### What is expected
Of all the entries below, retype only the lines from the one with "--target dog's ear" through the one with "--target footprint in sand", exactly as they appear.

### Working data

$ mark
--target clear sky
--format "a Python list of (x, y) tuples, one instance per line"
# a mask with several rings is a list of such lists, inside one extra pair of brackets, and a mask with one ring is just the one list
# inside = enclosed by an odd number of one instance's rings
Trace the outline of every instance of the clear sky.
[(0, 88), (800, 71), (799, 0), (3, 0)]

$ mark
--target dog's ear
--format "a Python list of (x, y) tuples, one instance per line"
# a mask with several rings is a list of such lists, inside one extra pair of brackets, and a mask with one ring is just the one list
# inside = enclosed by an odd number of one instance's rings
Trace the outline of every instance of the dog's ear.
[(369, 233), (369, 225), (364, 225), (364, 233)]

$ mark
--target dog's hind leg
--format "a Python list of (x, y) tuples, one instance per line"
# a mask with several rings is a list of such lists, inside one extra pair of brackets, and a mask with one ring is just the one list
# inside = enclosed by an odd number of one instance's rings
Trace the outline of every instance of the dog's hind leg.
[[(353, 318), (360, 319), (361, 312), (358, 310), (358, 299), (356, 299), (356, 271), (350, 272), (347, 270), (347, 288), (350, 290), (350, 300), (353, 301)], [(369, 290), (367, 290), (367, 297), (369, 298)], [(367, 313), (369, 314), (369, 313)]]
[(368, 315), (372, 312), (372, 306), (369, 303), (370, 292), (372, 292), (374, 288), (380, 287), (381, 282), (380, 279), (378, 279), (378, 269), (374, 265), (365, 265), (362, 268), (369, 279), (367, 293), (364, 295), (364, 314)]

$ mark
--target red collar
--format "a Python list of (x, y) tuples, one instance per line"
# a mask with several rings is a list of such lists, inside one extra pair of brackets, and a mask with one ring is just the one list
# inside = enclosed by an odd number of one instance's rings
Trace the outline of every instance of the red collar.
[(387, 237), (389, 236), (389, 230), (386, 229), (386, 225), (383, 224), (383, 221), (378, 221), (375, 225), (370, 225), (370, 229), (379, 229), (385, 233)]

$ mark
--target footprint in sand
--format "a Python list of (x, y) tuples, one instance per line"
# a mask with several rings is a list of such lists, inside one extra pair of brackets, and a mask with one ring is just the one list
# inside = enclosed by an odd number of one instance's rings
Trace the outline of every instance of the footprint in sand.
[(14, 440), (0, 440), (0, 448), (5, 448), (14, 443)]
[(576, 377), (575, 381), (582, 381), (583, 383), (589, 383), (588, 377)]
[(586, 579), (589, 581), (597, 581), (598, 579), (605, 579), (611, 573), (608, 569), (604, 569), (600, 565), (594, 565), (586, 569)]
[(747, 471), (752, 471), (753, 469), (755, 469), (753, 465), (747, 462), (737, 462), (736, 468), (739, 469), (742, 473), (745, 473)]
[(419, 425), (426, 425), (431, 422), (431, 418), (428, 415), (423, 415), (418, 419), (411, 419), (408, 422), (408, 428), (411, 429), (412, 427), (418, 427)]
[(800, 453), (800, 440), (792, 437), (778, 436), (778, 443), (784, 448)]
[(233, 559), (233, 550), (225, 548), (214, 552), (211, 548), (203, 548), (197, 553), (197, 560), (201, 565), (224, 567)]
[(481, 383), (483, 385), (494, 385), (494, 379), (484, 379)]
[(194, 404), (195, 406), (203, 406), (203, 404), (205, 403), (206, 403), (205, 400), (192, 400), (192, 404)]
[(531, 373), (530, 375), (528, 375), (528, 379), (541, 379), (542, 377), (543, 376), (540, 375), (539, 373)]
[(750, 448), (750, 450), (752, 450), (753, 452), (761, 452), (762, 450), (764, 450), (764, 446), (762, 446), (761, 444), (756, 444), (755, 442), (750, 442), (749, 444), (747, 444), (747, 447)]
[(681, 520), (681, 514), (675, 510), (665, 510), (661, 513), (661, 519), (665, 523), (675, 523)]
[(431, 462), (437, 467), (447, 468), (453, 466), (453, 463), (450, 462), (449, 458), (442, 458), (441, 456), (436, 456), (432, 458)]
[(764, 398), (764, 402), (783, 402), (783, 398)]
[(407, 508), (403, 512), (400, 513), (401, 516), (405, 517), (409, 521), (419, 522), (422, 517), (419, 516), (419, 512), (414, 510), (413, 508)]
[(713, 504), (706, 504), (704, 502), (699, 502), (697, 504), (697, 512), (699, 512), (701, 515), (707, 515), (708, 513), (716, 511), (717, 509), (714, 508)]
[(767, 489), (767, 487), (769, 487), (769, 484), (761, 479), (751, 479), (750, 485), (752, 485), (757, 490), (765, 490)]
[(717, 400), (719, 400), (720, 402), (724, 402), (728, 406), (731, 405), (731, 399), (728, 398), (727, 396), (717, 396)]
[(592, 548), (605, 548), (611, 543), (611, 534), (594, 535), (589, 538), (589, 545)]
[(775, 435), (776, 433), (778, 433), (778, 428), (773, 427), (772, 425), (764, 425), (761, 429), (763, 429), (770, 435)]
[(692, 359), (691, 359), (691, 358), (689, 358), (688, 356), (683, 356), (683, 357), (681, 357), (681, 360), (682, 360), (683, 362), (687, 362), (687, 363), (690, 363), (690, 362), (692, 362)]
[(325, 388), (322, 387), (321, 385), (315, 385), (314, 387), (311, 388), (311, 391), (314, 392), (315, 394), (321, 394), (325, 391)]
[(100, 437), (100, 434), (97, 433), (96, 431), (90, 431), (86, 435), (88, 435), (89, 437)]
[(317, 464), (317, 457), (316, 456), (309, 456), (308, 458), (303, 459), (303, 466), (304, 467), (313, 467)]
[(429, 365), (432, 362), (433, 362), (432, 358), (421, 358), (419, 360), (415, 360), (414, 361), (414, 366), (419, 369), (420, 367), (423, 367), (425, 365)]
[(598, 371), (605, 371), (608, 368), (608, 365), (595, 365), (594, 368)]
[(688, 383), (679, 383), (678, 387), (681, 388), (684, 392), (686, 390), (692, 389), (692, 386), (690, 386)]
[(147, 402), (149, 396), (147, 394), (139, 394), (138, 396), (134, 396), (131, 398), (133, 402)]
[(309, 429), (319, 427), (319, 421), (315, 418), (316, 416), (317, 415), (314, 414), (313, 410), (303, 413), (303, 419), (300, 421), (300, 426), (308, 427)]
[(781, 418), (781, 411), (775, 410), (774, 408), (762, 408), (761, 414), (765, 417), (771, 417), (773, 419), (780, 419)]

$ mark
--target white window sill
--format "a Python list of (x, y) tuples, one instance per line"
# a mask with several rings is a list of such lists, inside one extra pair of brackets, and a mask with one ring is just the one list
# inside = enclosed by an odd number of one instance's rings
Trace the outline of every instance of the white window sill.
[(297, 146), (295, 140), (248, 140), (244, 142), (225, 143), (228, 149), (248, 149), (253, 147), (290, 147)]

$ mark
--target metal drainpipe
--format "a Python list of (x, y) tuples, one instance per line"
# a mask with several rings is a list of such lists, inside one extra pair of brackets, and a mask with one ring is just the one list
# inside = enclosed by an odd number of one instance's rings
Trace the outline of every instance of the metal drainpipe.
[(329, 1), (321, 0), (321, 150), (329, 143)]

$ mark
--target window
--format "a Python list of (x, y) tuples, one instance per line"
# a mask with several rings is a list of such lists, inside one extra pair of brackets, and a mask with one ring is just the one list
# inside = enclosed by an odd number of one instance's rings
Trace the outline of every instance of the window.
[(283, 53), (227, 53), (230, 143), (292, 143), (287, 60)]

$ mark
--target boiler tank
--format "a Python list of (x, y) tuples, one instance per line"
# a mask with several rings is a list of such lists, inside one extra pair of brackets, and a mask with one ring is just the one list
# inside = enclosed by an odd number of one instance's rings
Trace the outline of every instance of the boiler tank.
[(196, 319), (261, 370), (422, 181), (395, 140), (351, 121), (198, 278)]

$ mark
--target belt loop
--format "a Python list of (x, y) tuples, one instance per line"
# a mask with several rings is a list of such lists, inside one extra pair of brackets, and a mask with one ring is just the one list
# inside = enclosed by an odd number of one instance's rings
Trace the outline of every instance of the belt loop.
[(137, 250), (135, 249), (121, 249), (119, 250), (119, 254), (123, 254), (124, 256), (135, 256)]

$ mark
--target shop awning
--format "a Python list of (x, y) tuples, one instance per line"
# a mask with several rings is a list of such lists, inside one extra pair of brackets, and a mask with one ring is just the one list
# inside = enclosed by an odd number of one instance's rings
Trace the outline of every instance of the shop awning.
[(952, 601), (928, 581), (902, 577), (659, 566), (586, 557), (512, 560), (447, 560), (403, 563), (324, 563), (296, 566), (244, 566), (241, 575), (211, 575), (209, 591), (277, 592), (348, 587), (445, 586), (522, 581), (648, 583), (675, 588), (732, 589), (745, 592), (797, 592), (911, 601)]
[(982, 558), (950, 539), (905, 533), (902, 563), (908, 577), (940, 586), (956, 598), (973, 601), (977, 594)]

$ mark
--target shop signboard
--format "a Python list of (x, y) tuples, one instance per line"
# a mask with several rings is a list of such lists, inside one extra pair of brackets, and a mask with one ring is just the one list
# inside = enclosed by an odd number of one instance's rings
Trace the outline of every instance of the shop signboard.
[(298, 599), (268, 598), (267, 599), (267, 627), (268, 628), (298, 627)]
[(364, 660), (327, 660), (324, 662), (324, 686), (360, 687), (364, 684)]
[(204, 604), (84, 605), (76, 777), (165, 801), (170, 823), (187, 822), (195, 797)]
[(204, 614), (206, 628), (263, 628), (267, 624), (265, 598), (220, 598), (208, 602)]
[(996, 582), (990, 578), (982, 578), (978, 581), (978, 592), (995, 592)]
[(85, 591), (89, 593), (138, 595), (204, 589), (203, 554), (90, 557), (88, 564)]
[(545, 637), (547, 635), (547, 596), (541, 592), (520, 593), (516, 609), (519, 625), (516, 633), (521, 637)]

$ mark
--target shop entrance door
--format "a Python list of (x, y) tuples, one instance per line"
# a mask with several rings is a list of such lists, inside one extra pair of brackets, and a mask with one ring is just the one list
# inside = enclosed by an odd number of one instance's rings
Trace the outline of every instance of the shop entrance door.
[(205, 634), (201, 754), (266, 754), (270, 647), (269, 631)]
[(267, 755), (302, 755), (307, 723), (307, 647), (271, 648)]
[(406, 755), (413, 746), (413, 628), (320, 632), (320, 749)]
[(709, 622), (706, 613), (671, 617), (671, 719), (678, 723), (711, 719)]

### Solution to the exercise
--target dog's ear
--format "a Python list of (x, y) tuples, one instance per line"
# a mask with several rings is a list of such lists, inside one extra pair of brackets, and a mask with one ring is just the one list
# inside = enclosed by an odd number of one instance's rings
Trace the outline of every instance of the dog's ear.
[(369, 233), (369, 225), (364, 225), (364, 233)]

$ mark
--target dog's hind leg
--format "a Python list of (x, y) tuples, one instance per line"
# a mask with several rings is a list of such lists, inside one extra pair of brackets, and a mask with one ring is just the one list
# inside = enclosed by an odd number of one instance's rings
Trace the outline of every instance of the dog's hind leg.
[[(353, 318), (360, 319), (361, 312), (358, 310), (358, 299), (356, 299), (356, 271), (350, 272), (347, 270), (347, 288), (350, 290), (350, 300), (353, 301)], [(369, 290), (367, 290), (367, 297), (369, 298)], [(367, 313), (369, 314), (369, 313)]]
[(368, 315), (372, 312), (372, 306), (369, 303), (370, 292), (372, 292), (374, 288), (380, 287), (381, 282), (380, 279), (378, 279), (378, 269), (374, 265), (365, 265), (362, 268), (369, 279), (367, 293), (364, 295), (364, 314)]

$ mark
--target red collar
--format "a Python list of (x, y) tuples, one instance per line"
# a mask with several rings is a list of such lists, inside one extra pair of brackets, and a mask with one ring is just the one list
# inside = enclosed by an odd number of one instance's rings
Trace the outline of every instance of the red collar.
[(387, 237), (389, 236), (389, 230), (386, 229), (386, 225), (383, 224), (383, 221), (378, 221), (375, 225), (370, 225), (370, 229), (379, 229), (385, 233)]

$ mark
--target footprint in sand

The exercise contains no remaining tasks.